READING TEXT
"""
The FDA has assigned a Prescription Drug User Fee Act date of July 11, 2026, for relacorilant as a treatment for platinum-resistant ovarian cancer.
The acceptance of the NDA is based on results from the phase 3 ROSELLA trial and supplemented by other phase 2 trials.
The FDA has accepted a new drug application (NDA) for relacorilant (CORT125134) as a treatment for patients with platinum-resistant ovarian cancer, according to a news release from the drug’s developer, Corcept Therapeutics Incorporated.1
The acceptance of the NDA is based on results from the phase 3 ROSELLA trial (NCT05257408) and supplemented by other phase 2 trials. According to the release, patients received relacorilant in combination with nab-paclitaxel and experienced advantageous progression-free survival (PFS) and overall survival (OS) outcomes compared with those who received nab-paclitaxel monotherapy. Additionally, the experimental agent was well-tolerated, consistent with its known safety profile, and conferred benefit without increasing the safety burden to patients. Adverse effect (AE) type, frequency, and severity was similar between both arms.
"""
Text-to-region grounding data
"""
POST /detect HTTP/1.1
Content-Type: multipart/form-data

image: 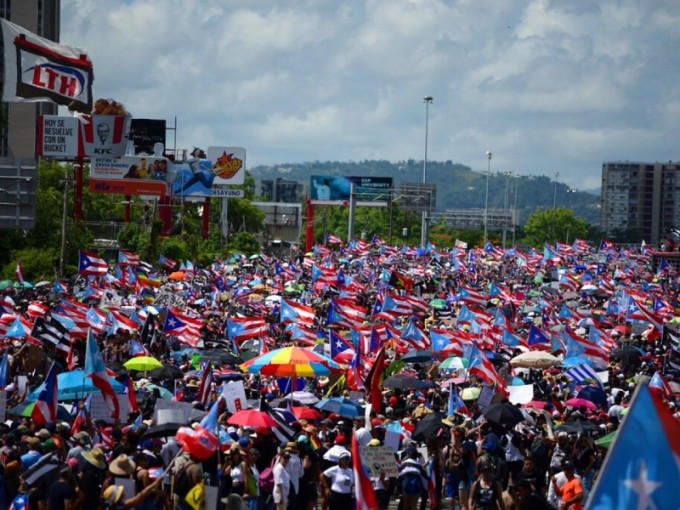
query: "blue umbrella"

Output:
[28,370,123,401]
[576,385,607,405]
[314,397,364,418]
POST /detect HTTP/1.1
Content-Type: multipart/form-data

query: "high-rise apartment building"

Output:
[602,161,680,246]
[0,0,61,165]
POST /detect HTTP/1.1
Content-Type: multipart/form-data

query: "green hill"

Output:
[250,160,600,225]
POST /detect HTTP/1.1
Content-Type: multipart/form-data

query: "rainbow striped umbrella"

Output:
[240,347,343,377]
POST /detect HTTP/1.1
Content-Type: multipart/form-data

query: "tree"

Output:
[522,207,588,247]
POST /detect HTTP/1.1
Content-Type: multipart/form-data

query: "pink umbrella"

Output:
[565,398,597,411]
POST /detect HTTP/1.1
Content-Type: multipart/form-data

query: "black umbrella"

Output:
[149,364,184,381]
[198,349,243,365]
[383,374,432,390]
[576,385,607,405]
[411,412,448,441]
[611,344,644,365]
[482,402,525,425]
[144,423,182,438]
[401,349,434,363]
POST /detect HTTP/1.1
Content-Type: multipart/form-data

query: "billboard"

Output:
[309,175,392,202]
[172,147,246,199]
[90,156,174,196]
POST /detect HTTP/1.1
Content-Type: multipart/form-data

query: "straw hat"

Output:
[109,453,137,476]
[104,485,124,505]
[82,448,106,469]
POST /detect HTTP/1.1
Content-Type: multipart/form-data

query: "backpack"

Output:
[401,473,423,496]
[173,461,194,498]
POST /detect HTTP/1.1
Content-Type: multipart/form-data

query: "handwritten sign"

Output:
[359,446,399,478]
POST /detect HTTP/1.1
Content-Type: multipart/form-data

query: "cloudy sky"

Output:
[61,0,680,189]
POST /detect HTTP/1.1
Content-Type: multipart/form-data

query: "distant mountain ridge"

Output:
[250,159,600,225]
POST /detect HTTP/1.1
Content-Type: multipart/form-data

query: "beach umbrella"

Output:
[401,349,434,363]
[176,425,220,460]
[411,411,446,442]
[284,391,319,405]
[227,409,278,429]
[314,397,364,418]
[123,356,163,372]
[149,364,184,381]
[482,402,525,425]
[240,347,343,377]
[510,351,560,368]
[565,398,597,411]
[28,370,123,401]
[383,374,432,390]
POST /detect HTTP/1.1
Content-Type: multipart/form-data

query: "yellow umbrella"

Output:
[123,356,163,372]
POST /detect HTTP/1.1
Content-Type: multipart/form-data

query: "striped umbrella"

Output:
[240,347,343,377]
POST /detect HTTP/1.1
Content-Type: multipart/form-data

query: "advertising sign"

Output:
[38,115,82,158]
[309,175,392,202]
[172,147,246,198]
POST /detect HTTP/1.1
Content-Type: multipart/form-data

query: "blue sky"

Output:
[61,0,680,189]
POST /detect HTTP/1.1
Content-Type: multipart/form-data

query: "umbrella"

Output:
[28,370,123,402]
[314,397,364,418]
[411,412,446,441]
[482,402,524,425]
[290,406,321,420]
[227,409,278,429]
[565,398,597,411]
[176,426,220,460]
[241,347,343,377]
[383,374,430,390]
[198,349,243,365]
[144,423,182,438]
[460,386,482,400]
[286,391,319,405]
[510,351,560,368]
[611,344,644,364]
[555,421,600,434]
[149,365,184,381]
[439,356,470,372]
[123,356,163,372]
[576,385,607,406]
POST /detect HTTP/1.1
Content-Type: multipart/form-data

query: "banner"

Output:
[0,19,94,114]
[172,147,246,198]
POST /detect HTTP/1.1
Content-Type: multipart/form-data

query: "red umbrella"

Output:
[177,426,219,460]
[565,398,597,411]
[291,406,321,420]
[227,409,278,428]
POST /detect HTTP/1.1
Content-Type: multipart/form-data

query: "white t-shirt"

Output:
[323,466,354,494]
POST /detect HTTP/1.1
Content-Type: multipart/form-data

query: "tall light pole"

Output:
[484,151,493,246]
[420,96,434,248]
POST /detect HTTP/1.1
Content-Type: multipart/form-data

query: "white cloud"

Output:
[61,0,680,188]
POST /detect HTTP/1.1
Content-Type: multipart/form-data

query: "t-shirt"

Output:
[47,481,76,510]
[323,466,354,494]
[561,478,583,510]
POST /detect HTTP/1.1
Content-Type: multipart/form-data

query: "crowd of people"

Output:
[0,239,680,510]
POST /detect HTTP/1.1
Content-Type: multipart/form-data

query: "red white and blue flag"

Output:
[31,363,59,425]
[84,330,120,420]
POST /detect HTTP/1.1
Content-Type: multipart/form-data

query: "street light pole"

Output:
[420,96,433,248]
[484,151,493,246]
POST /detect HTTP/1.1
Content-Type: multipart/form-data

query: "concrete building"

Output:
[601,161,680,246]
[0,0,61,165]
"""
ACTIVITY 1
In the relacorilant news item, write out the passage starting with "The FDA has accepted" and going on through "between both arms.".
ACTIVITY 2
According to the relacorilant news item, what Prescription Drug User Fee Act date did the FDA assign?

EXPECTED OUTPUT 1
The FDA has accepted a new drug application (NDA) for relacorilant (CORT125134) as a treatment for patients with platinum-resistant ovarian cancer, according to a news release from the drug’s developer, Corcept Therapeutics Incorporated.1
The acceptance of the NDA is based on results from the phase 3 ROSELLA trial (NCT05257408) and supplemented by other phase 2 trials. According to the release, patients received relacorilant in combination with nab-paclitaxel and experienced advantageous progression-free survival (PFS) and overall survival (OS) outcomes compared with those who received nab-paclitaxel monotherapy. Additionally, the experimental agent was well-tolerated, consistent with its known safety profile, and conferred benefit without increasing the safety burden to patients. Adverse effect (AE) type, frequency, and severity was similar between both arms.

EXPECTED OUTPUT 2
July 11, 2026